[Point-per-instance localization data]

◇ ◇ ◇ ◇ ◇

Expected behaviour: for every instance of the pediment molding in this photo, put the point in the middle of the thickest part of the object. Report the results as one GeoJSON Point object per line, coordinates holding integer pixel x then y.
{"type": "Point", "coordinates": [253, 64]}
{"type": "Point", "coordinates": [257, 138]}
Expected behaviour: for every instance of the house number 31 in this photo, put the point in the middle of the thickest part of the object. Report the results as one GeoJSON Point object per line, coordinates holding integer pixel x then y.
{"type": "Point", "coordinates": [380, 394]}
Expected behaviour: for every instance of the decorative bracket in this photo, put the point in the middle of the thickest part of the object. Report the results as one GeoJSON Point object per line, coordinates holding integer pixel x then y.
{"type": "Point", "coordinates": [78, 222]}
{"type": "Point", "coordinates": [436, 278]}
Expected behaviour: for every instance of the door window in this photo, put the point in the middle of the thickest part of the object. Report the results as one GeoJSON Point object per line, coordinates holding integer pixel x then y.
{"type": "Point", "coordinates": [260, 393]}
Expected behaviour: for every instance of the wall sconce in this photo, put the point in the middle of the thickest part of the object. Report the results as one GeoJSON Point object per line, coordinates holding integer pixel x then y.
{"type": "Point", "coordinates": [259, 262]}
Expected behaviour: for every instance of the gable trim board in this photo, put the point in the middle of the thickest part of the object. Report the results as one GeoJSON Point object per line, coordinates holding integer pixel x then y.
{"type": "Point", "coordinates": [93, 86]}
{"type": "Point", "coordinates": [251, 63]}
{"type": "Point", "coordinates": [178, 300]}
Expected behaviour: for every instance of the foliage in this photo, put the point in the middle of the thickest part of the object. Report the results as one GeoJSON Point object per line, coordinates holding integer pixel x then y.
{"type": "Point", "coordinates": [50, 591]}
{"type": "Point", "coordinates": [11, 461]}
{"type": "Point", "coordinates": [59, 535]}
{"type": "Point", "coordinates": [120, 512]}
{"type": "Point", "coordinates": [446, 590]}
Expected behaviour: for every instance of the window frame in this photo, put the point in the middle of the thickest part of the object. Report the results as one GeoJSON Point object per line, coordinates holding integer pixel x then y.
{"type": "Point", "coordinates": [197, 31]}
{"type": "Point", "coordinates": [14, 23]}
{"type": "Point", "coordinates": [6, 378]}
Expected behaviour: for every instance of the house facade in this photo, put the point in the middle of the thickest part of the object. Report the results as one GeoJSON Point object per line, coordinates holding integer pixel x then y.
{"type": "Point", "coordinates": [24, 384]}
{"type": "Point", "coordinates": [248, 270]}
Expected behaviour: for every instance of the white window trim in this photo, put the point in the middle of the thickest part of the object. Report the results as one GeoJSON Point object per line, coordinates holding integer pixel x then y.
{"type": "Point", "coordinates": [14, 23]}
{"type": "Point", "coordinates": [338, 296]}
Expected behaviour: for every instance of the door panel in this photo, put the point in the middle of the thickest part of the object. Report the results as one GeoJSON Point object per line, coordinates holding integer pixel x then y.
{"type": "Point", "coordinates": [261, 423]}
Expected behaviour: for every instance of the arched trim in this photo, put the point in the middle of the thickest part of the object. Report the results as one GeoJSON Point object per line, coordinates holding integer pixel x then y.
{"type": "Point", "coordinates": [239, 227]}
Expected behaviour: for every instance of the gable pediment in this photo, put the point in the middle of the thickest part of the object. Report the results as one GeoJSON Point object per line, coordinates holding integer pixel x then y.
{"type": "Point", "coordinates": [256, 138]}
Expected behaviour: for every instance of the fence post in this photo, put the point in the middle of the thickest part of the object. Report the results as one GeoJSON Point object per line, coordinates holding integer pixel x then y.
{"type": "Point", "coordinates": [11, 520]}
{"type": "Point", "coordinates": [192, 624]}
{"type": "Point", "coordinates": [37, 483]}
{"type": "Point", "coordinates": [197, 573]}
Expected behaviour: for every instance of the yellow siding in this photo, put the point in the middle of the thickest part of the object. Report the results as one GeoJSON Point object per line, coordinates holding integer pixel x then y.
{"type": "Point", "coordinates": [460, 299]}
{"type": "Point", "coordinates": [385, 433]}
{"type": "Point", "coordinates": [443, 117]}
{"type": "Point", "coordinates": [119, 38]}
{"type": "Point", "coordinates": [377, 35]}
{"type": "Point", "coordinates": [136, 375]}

◇ ◇ ◇ ◇ ◇

TASK TO CARRY OUT >>
Could you retype every line of the data exactly?

WRITTEN RESPONSE >>
Expected behaviour: for every instance of the pediment molding in this photo, put the point in the middle of the thickest part of the object. Report the results as one GeoJSON Point object per line, coordinates holding integer pixel x then y.
{"type": "Point", "coordinates": [253, 64]}
{"type": "Point", "coordinates": [257, 138]}
Expected behaviour: for every instance of the house number 31 in this photo, put the point in the middle of the thickest part of the object. Report the results as one GeoJSON Point object per line, coordinates holding integer pixel x then y.
{"type": "Point", "coordinates": [380, 394]}
Expected behaviour: for every instance of the decorative bracket in this photo, put the point in the middle of the thickest part of the object. Report the results as one GeoJSON Point object per line, coordinates holding integer pixel x then y.
{"type": "Point", "coordinates": [78, 222]}
{"type": "Point", "coordinates": [436, 278]}
Expected behaviour: for every instance of the door window in this photo, put the point in the middle of the thickest part of the object. Report the results as one GeoJSON Point object per line, coordinates holding integer pixel x then y.
{"type": "Point", "coordinates": [260, 393]}
Expected behaviour: for every instance of the wall sconce in this photo, put the point in the middle of the thickest part of the object. Report the results as one GeoJSON Point object per line, coordinates holding integer pixel x then y.
{"type": "Point", "coordinates": [259, 262]}
Expected behaviour: for every instance of the gable trim board in this photo, put the point in the middle of the thickest part of the object. Report the results as one GeoJSON Point object per line, coordinates holding integer pixel x then y.
{"type": "Point", "coordinates": [93, 86]}
{"type": "Point", "coordinates": [251, 63]}
{"type": "Point", "coordinates": [178, 300]}
Expected behaviour: for every instance of the foliage in this photo, put the point in the middle of the thickest part of the object. Report the results as one GeoJSON Point object per line, coordinates holding integer pixel x then y.
{"type": "Point", "coordinates": [50, 591]}
{"type": "Point", "coordinates": [11, 461]}
{"type": "Point", "coordinates": [59, 535]}
{"type": "Point", "coordinates": [120, 512]}
{"type": "Point", "coordinates": [446, 590]}
Expected behaviour: for every instance of the window frame in this photo, put the point in the middle of the thickest part of the object. Report the results as one GeoJSON Point object per line, coordinates holding integer pixel x then y.
{"type": "Point", "coordinates": [197, 31]}
{"type": "Point", "coordinates": [14, 23]}
{"type": "Point", "coordinates": [6, 378]}
Expected behaviour: for every instance of the house facade in this photo, put the point in the middle of the thickest part of the object. Report the results as one GeoJSON Point object per line, coordinates holding integer pixel x then y.
{"type": "Point", "coordinates": [24, 384]}
{"type": "Point", "coordinates": [248, 270]}
Expected behaviour: for every instance of the white window trim in this photo, put the point in the middle of the thickest part of the object. Report the results as one GeoJSON Point object per line, coordinates holding integer pixel x then y.
{"type": "Point", "coordinates": [14, 23]}
{"type": "Point", "coordinates": [338, 296]}
Expected behaviour: for every instance of the door panel in this photo, put the point in the middle of the thickest part of the object. Report the results as one GeoJSON Point object per line, coordinates holding integer pixel x then y.
{"type": "Point", "coordinates": [261, 423]}
Expected behaviour: for every instance of the arched trim in this photo, put the point in the middle of the thickest part of the object. Report the results as one GeoJSON Point object per line, coordinates holding integer pixel x then y.
{"type": "Point", "coordinates": [239, 227]}
Expected behaviour: for every instance of the gable pediment in this photo, put the point in the middle of the thickest part of the object. Report the results as one GeoJSON Point object per line, coordinates holding integer pixel x then y.
{"type": "Point", "coordinates": [256, 138]}
Expected behaviour: for every instance of the fence post in this photo, put the point in the middle of the thickest part of the object. Report the results as one GeoJSON Point object per line, coordinates holding integer pixel x then y.
{"type": "Point", "coordinates": [11, 520]}
{"type": "Point", "coordinates": [192, 624]}
{"type": "Point", "coordinates": [37, 483]}
{"type": "Point", "coordinates": [197, 573]}
Expected behaviour: for every instance of the yellow siding in this photo, put the point in the middle of the thickest part of the object. Report the results as one GeoJSON Point object per line, coordinates holding integer pixel x then y.
{"type": "Point", "coordinates": [460, 299]}
{"type": "Point", "coordinates": [385, 433]}
{"type": "Point", "coordinates": [443, 117]}
{"type": "Point", "coordinates": [119, 38]}
{"type": "Point", "coordinates": [377, 35]}
{"type": "Point", "coordinates": [136, 375]}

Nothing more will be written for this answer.